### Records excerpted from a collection

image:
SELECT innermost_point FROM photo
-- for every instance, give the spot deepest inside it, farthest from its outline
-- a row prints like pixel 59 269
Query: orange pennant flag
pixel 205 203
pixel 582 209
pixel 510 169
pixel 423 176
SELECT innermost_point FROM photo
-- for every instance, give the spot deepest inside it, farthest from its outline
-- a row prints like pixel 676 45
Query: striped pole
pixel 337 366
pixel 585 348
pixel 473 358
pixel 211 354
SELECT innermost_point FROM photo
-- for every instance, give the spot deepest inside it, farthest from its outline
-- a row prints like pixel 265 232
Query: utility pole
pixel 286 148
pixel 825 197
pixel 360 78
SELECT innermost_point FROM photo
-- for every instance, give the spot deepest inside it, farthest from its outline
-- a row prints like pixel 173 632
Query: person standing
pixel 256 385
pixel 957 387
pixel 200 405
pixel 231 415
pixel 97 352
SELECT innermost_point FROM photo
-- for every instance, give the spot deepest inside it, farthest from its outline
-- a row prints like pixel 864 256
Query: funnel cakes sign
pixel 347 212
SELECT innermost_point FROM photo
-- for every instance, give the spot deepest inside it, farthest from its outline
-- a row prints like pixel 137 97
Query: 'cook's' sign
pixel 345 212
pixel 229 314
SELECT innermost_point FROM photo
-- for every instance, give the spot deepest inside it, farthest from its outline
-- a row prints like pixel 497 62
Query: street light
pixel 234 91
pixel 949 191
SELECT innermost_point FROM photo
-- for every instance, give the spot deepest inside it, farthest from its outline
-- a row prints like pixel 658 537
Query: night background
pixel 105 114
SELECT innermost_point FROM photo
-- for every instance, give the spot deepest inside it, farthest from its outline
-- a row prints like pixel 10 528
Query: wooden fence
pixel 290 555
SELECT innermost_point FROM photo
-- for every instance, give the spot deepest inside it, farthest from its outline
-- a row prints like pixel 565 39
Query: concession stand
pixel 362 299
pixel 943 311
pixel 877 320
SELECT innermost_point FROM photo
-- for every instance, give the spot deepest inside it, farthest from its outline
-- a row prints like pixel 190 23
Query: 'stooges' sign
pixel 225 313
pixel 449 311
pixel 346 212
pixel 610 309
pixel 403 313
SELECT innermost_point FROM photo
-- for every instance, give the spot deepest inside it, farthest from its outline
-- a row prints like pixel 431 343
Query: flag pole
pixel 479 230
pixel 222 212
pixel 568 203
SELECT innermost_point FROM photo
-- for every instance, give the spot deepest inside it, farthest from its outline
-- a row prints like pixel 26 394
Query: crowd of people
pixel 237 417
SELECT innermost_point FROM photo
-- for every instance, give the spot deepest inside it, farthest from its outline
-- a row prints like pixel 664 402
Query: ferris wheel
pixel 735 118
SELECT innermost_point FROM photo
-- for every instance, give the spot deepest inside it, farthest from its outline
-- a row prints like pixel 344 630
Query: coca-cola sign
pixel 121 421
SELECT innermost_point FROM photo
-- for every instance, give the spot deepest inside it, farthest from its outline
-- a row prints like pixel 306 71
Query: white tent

### Directions for this task
Output every record above exactly as it appears.

### Finished exercise
image:
SELECT innermost_point FROM photo
-- for every instance, give the spot deepest inside it, farthest from its outline
-- a row prints like pixel 59 269
Query: orange pennant flag
pixel 205 203
pixel 582 209
pixel 510 169
pixel 423 176
SELECT innermost_point FROM photo
-- for every instance, give the spot deepest inside it, farthest from its outline
-- a row prints like pixel 676 45
Query: striped pole
pixel 337 366
pixel 585 348
pixel 473 358
pixel 211 354
SELECT innermost_point FROM photo
-- for every instance, give the spot deepest inside it, farthest from its outline
-- a row prints like pixel 265 232
Query: utility pole
pixel 286 148
pixel 825 197
pixel 360 78
SELECT innermost_point FROM photo
-- for every instance, give the spot deepest inside it, farthest from its outline
-- a row prints like pixel 173 632
Query: person standing
pixel 256 385
pixel 957 387
pixel 200 405
pixel 231 415
pixel 97 352
SELECT innermost_point FROM photo
-- for every instance, give the spot deepest inside it, farthest from its outline
-- a row prints like pixel 864 256
Query: funnel cakes sign
pixel 347 212
SELECT innermost_point FROM photo
-- for every instance, give the spot deepest inside it, farthest from its outline
-- a row prints like pixel 137 97
Query: 'cook's' sign
pixel 345 212
pixel 229 314
SELECT innermost_point FROM photo
-- for every instance, give the spot deepest inside it, farthest from its outline
-- a row prints like pixel 497 62
Query: street light
pixel 234 91
pixel 949 191
SELECT innermost_point FROM photo
-- for every instance, give the spot deepest inside it, farthest from its outline
-- a row prints like pixel 658 537
Query: night background
pixel 105 114
SELECT innermost_point FROM photo
-- for every instance, give the spot deepest inside it, farthest from its outline
-- a row prints like pixel 10 528
Query: wooden fence
pixel 290 555
SELECT innermost_point FROM photo
-- for every instance, give the spot deepest inside it, farthest from its outline
-- a row prints like pixel 565 39
Query: concession stand
pixel 362 299
pixel 943 311
pixel 877 320
SELECT innermost_point FROM photo
-- for every instance, give the spot deepest inside it, farthest from its outline
-- a row prints like pixel 190 23
Query: 'stooges' sign
pixel 225 313
pixel 449 311
pixel 346 212
pixel 610 309
pixel 403 313
SELECT innermost_point FROM photo
-- for every instance, give the spot deepest inside it, farthest from its outline
-- a row prints like pixel 431 343
Query: flag pole
pixel 479 230
pixel 222 212
pixel 568 203
SELECT innermost_point FROM photo
-- for every instance, give the spot deepest inside it, farthest from its outline
-- a row prints like pixel 26 394
Query: crowd of people
pixel 237 417
SELECT innermost_point FROM photo
-- for every instance, give the spot deepest inside it, farthest from its outline
-- a row prints like pixel 664 402
Query: ferris wheel
pixel 735 118
SELECT innermost_point FROM photo
-- for every instance, give the spot deepest inside it, farthest from its outline
-- a row prints like pixel 344 630
Query: coca-cola sign
pixel 121 421
SELECT innermost_point FROM photo
-- for every instance, give the spot deepest inside it, farthest from its outline
-- a row prints like pixel 306 71
Query: white tent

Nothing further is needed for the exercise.